* _AUFGABE_: Führe das Gespräch über die Bildhauerwerkstatt und die Arbeit mit den Insassen im Anschluss an den letzten gezeigten Satz fort.

* _AUSGEWÄHLTER AUSZUG_:
━━━━━━━━━━━━━━━━━━━━━━━━━━━━━━
HV: Das müsste man auf Dauer gesehen noch mal thema­tisieren. Ob das nicht wirklich doch eine beispielhafte Wirkung auf die Insassen hätte, wenn sie sähen, der Künst­ler macht da was und mit dem kann ich darüber reden, und er erklärt mir, was er da macht. Dass unser eigenes Arbeiten eben auch einen ganz wichtigen Effekt hätte.

AK: Aber dieser Aspekt ist ja schon auch da. Es kommt häufig vor, dass man bei den Insassen mitarbeitet und ihnen etwas zeigt.

HV: Das ist richtig, aber es ist nicht deine eigene Arbeit.

MB: Wir sehen bei einer Skulptur ja sofort, was der Anteil unserer Kollegen daran ist oder was die Insassen gemacht haben. Das Interessante ist ja, dass die Insassen das sehr schnell als ihre eigene Leistung akzeptieren. Da ist sehr viel von uns drin, ohne diese Korrekturen wären das ande­re Skulpturen. Ich nehme häufig den Meißel und Hammer, um einfach mal etwas praktisch zu zeigen. Nachahmung ist ja ein gutes Konzept, um etwas zu begreifen.

AK: Also nochmal zum Thema Ausstellungen, Projekte und wie wir so arbeiten. Ich rede immer von der Bildhauer­werkstatt. Ich würde unsere Werkstätten nicht »Kunst­werkstatt« nennen. Es fällt mir schwer, das Ganze jetzt Kunst zu nennen. Da fehlt die Zielrichtung. Für mich ist es eher ein Bauschmuck. Ähnlich wie bei den mittelalter­lichen Kathedralen, wo die Freiheit der beteiligten Hand­werker in der einzelnen Ausarbeitung lag, aber nicht so sehr in der freien Wahl, was man überhaupt macht. Ich finde, dass wir uns eher in so einem Feld bewegen.
━━━━━━━━━━━━━━━━━━━━━━━━━━━━━━
* _Erfasste Daten_:
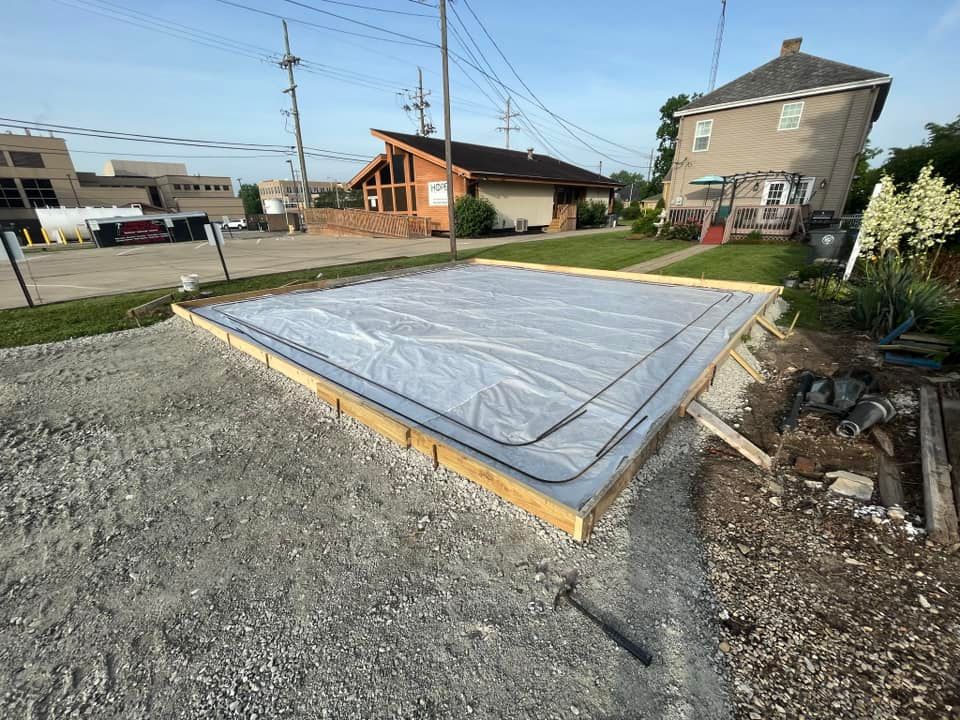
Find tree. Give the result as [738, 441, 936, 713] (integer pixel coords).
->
[883, 116, 960, 186]
[843, 140, 883, 215]
[239, 183, 263, 215]
[649, 93, 700, 192]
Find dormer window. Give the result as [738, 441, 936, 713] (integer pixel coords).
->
[693, 120, 713, 152]
[777, 102, 803, 130]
━━━━━━━━━━━━━━━━━━━━━━━━━━━━━━
* _ERGEBNIS_:
MB: Wenn man bedenkt, dass die ganze Bildhauerwerk­statt als Projekt eine bestimmte Gruppe von Partizipatoren hat, dann sind ja solche Projekte zunehmend in unserem gesellschaftlichen Kontext beliebt. Es beschäftigen sich einige Kunstschafenden damit, dass sie einen Beteiligungsprozess mit Dritten in ihre Kunst einbauen, in der Vielfältigkeit Vorkommen kann, ohne die Qualität des am Ende entstandenen Werks aus den Augen zu verlieren. Insofern könnte man durchaus behaupten, dass natürlich nicht jedes einzelne Werk unserer Insassen ein Kunstwerk ist oder wir die Insassen befähigen wollen, Künstler zu werden. Aber dass das ganze Vereinsprojekt ein Kunst­projekt ist.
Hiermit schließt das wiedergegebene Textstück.